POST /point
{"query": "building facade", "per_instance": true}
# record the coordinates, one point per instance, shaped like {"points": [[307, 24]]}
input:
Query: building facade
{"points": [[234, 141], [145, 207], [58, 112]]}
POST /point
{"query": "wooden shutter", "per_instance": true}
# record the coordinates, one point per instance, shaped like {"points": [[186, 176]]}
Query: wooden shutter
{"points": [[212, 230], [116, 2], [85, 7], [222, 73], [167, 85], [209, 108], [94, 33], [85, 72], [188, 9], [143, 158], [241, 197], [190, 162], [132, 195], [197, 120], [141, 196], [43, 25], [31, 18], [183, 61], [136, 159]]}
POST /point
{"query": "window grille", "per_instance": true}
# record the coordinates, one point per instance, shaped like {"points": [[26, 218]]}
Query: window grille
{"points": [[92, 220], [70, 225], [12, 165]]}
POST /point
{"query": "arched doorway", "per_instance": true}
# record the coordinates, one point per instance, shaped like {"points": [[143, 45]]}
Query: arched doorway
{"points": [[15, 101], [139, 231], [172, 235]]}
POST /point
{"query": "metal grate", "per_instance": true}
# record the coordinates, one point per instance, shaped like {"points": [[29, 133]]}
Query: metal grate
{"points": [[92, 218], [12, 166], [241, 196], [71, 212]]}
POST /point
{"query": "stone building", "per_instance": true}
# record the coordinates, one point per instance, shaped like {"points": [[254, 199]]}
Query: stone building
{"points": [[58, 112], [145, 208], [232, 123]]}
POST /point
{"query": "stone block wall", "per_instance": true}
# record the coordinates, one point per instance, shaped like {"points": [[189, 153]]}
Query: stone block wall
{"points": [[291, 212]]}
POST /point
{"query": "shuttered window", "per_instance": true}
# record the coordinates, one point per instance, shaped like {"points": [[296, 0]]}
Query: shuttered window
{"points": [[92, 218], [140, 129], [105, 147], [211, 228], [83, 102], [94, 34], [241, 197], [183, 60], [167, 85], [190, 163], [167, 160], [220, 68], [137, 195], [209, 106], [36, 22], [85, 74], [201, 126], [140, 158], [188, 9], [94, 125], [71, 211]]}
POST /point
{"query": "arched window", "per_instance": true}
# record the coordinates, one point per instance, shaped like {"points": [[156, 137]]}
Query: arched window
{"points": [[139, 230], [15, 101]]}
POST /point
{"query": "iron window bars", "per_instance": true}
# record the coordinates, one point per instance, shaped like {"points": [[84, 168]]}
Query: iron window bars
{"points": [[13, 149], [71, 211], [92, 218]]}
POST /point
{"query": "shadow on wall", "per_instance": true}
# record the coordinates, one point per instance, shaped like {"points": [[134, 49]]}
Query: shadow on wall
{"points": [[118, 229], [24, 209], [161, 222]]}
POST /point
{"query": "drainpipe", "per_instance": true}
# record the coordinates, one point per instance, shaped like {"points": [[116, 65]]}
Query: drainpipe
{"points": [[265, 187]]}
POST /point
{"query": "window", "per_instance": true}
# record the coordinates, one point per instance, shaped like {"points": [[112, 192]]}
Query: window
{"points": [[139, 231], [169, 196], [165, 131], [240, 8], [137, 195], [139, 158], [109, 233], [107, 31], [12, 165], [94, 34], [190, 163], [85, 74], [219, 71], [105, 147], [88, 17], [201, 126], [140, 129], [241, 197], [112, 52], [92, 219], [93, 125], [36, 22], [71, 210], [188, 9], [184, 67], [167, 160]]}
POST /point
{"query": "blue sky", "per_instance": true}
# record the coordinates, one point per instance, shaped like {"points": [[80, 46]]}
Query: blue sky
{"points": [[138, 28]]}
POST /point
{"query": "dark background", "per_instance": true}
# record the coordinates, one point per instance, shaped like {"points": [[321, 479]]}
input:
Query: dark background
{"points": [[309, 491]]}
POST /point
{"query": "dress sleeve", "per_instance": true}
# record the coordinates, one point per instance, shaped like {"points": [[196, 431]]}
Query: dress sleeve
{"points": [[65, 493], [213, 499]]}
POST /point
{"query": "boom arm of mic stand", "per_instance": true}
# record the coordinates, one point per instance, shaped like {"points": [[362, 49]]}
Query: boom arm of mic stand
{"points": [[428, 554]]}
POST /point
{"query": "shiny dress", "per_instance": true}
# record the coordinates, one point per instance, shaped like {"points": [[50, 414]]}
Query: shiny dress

**Aim of the task**
Pick out each line of the entries above that contains the word "metal", and copy those lines.

**Final result**
{"query": "metal grate", "per_instance": true}
Query: metal grate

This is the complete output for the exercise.